THE EXERCISE:
Could you carry on the biography of John Carl Hinshaw below, picking up after its last sentence?
═══ SELECTION
John Carl Hinshaw (July 28, 1894 – August 5, 1956) was a United States representative from California from 1939 to 1956.

Biography 
He was born in Chicago, Illinois, son of William Wade and Anna Williams Hinshaw. He attended the public schools and Valparaiso University. He graduated from Princeton University in 1916 and pursued a postgraduate course in business administration at the University of Michigan at Ann Arbor.

He served overseas as a First Lieutenant in the Sixteenth Railroad Engineers from May 1917 to September 1919 during and immediately after World War I. He was then discharged as a captain in the Corps of Engineers. He served as laborer, salesman, and manager in automotive manufacturing in Chicago from 1920-1926. He also engaged in investment banking in 1927 and 1928.

Hinshaw moved to Pasadena, California in 1929 and engaged in the real estate and insurance business. He was an unsuccessful candidate for election in 1936 to the Seventy-fifth Congress.

Congress 
He was elected as a Republican to the Seventy-sixth and to the eight succeeding Congresses and served from January 3, 1939 until his death in Bethesda, Maryland in 1956. He had been renominated in the June 1956 primary election. He was buried in Rock Creek Cemetery, Washington, D.C.
══════
═══ DATA EXTRACT
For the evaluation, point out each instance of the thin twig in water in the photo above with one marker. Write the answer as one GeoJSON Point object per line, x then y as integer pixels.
══════
EXERCISE RESPONSE:
Hinshaw was a member of the  Committee on Interstate and Foreign Commerce, the Joint Atomic Energy Committee, and the Congressional Air Policy Board (Vice-Chairman, 1947). He received the Air Force Association's Citation of Honor in 1948, and in 1953 Hinshaw received the National Aeronautic Association's Wright Brothers Memorial Trophy "For his service as a Member of the House of Representatives in fostering the sound and consistent growth of aviation in all its forms, so that it might become a deterrent to war and that it might increasingly become an important carrier of the people and the commerce of the world."

See also
 List of United States Congress members who died in office (1950–99)

References

Sources

 "Carl Hinshaw, Late a Representative from California," Memorial Services, Eighty-Fifth Congress, First Session (United States Government Printing Office, Washington, 1957)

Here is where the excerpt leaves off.